NÉCESSITÉ D'UN MEILLEUR FINANCEMENT DE LA RÉNOVATION DU BÂTI EXISTANT


M. le président. La parole est à Mme Florence Lasserre, pour exposer sa question, n°  1601, relative à la nécessité d'un meilleur financement de la rénovation du bâti existant.

Mme Florence Lasserre. La loi du 22 août 2021, portant lutte contre le dérèglement climatique et renforcement de la résilience face à ses effets, a fixé un objectif national de « zéro artificialisation nette » d'ici 2050. L'artificialisation des sols augmente les temps de déplacements, éloigne des emplois et des services publics et fait perdre leur attractivité à nos centres-villes. Surtout, elle réduit les espaces naturels et agricoles, accroît la vulnérabilité de nos territoires aux catastrophes naturelles comme celle que nous avons subie le mois dernier, et détruit la biodiversité. Je suis donc fière de cette avancée collective qui empêchera l'artificialisation de milliers d'hectares d'espaces naturels, agricoles ou forestiers comme il en disparaît chaque année.

La protection de nos terres ne doit toutefois pas se faire au détriment de la capacité des citoyens à se loger. Nous connaissons les difficultés que rencontrent un nombre croissant de Français pour trouver un logement décent à un prix raisonnable. Vous le savez, madame la ministre déléguée : ce problème est particulièrement pressant au Pays basque, qui connaît une crise du logement sans précédent. Il existe, pour faire face à cette situation, un éventail d'outils sur lesquels nous avons eu l'opportunité de nous pencher lors de l'examen du projet de loi 3DS – relatif à la différenciation, la décentralisation, la déconcentration et portant diverses mesures de simplification de l'action publique local : plafonnement des loyers, bail réel solidaire (BRS) et taxation des résidences secondaires, pour n'en citer que quelques-uns.

Il existe un autre levier simple, qui permet à nos territoires de disposer de nouveaux logements sans artificialiser leurs sols. C'est la rénovation de l'immobilier existant, ancien et abandonné, la réhabilitation des résidences insalubres et la requalification des friches à l'abandon.

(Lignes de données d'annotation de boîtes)
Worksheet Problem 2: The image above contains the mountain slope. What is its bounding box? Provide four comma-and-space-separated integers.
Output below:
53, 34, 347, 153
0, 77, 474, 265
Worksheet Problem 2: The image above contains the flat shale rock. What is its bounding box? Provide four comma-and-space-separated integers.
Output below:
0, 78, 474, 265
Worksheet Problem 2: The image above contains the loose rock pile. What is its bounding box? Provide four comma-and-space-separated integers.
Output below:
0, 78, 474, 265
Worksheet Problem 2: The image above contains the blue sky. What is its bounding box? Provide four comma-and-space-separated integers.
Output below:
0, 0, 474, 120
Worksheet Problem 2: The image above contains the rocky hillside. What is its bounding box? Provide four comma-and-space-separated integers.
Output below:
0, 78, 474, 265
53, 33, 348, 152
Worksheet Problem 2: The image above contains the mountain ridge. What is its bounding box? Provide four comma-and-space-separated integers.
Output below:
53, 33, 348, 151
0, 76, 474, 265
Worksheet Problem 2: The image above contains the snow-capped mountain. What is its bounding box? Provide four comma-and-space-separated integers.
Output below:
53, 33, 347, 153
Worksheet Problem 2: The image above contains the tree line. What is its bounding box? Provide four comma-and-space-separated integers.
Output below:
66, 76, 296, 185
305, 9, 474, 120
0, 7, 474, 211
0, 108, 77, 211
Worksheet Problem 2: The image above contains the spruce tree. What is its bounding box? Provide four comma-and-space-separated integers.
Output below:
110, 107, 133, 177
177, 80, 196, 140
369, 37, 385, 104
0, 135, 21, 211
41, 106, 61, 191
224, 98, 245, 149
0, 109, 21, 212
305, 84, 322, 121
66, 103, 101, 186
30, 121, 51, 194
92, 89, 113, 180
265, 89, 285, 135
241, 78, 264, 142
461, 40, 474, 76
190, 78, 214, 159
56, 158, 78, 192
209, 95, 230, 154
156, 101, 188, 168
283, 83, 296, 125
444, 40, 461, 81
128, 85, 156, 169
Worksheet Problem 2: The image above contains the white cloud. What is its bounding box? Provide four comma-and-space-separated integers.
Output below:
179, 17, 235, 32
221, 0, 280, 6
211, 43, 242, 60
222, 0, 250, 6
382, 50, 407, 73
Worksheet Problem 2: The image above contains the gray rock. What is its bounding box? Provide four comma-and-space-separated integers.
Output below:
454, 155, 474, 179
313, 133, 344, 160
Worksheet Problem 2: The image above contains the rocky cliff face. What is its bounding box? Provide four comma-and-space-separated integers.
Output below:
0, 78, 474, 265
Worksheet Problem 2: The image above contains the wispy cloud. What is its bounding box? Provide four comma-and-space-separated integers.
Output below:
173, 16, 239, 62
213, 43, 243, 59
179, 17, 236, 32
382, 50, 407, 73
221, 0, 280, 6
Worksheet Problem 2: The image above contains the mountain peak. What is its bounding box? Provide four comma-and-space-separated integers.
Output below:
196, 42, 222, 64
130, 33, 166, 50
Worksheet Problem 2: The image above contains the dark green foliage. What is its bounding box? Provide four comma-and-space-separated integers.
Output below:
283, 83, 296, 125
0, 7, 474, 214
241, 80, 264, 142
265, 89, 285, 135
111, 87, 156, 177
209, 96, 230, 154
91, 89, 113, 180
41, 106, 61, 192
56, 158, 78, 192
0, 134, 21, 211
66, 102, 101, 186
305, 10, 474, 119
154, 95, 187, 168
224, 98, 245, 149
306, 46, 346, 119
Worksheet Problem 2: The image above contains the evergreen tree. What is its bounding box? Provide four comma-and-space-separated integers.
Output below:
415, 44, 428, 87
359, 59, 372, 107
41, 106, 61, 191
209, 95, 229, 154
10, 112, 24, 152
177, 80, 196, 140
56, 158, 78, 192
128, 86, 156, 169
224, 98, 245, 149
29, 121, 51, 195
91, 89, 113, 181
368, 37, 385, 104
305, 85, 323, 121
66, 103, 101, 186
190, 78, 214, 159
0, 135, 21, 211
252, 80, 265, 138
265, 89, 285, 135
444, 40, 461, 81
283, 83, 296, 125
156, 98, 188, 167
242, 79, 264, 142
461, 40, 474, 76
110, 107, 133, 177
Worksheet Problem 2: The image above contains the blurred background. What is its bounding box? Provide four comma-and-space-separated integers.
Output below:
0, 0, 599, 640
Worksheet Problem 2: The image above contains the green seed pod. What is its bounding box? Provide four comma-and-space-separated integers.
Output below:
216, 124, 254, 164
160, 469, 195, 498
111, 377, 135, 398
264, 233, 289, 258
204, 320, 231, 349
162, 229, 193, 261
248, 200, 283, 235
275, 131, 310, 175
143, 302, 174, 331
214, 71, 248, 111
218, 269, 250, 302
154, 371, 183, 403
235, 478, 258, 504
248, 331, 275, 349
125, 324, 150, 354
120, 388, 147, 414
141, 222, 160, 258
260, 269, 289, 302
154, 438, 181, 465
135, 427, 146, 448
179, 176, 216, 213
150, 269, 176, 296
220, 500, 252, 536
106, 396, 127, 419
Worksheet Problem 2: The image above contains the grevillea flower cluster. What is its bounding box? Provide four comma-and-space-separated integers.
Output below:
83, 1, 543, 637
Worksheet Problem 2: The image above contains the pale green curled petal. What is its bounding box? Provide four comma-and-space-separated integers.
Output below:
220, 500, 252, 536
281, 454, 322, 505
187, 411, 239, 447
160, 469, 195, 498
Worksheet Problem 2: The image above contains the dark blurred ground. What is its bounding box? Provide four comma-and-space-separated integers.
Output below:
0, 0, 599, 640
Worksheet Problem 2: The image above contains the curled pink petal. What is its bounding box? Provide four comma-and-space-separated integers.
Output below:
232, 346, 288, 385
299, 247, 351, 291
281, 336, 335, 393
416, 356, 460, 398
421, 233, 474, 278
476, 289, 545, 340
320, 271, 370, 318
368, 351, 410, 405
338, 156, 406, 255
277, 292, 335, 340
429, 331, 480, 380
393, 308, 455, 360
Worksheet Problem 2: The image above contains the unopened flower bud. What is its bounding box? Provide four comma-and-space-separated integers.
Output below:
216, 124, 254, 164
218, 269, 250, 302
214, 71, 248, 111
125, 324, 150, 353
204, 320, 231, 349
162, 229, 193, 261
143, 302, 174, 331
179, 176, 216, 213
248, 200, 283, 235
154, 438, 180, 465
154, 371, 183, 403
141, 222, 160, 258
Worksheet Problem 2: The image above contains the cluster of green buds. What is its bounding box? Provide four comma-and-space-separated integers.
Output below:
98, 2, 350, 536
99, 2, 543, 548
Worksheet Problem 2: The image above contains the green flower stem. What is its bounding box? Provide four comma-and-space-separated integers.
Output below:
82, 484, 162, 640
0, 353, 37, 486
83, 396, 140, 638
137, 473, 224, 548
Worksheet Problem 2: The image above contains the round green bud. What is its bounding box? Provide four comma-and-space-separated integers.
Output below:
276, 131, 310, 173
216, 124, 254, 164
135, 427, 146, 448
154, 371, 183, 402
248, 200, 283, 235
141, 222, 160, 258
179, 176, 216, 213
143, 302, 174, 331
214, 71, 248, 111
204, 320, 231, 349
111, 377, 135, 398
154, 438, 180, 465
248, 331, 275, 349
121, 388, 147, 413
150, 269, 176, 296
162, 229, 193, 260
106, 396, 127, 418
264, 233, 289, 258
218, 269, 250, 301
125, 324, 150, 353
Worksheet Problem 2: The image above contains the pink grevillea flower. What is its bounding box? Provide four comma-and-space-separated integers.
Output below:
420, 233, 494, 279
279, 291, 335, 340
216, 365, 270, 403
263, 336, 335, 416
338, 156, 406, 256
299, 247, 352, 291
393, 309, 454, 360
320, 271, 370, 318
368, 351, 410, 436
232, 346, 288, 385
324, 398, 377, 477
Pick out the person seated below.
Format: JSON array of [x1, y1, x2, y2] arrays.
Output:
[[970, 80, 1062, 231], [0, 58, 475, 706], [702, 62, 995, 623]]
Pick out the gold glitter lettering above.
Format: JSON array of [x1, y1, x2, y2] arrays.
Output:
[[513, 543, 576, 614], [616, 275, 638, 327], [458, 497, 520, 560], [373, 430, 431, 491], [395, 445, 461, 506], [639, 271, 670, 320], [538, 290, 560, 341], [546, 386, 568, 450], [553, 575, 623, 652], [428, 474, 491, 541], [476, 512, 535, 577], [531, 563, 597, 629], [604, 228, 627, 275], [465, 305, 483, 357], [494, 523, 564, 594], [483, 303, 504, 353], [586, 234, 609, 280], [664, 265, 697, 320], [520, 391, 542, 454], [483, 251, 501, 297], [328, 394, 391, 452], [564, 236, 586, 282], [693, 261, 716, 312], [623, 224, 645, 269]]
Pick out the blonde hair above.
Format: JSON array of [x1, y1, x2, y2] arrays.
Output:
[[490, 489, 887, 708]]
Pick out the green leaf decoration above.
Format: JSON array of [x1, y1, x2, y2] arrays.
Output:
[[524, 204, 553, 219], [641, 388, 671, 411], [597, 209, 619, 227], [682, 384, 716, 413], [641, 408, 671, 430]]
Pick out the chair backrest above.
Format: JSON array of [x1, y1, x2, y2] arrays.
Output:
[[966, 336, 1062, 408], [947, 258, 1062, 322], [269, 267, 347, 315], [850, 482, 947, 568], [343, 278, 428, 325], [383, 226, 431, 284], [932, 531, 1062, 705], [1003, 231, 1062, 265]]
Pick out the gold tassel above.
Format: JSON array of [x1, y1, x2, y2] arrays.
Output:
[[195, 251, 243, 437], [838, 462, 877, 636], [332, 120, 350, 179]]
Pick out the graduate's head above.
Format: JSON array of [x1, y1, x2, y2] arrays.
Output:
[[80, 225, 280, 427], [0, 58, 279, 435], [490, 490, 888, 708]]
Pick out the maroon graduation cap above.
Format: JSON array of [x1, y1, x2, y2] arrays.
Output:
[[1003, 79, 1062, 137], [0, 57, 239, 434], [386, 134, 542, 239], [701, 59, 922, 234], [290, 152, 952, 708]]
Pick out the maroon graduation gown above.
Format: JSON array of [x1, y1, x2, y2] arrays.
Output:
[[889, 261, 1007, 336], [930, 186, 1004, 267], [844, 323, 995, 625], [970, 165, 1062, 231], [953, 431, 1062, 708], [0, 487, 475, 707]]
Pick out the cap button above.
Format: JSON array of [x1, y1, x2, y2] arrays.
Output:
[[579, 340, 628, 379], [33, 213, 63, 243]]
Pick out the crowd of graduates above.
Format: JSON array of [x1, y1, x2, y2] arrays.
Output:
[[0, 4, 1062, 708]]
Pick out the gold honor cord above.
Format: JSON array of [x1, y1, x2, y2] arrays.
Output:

◆ **CONSIGNE**: Recopiez sans rien changer le passage du texte sur la rénovation du bâti existant qui commence à "M. le président. La" et se termine à "du bâti existant.".

◆ **RÉPONSE ATTENDUE**:
M. le président. La parole est à Mme Florence Lasserre, pour exposer sa question, n°  1601, relative à la nécessité d'un meilleur financement de la rénovation du bâti existant.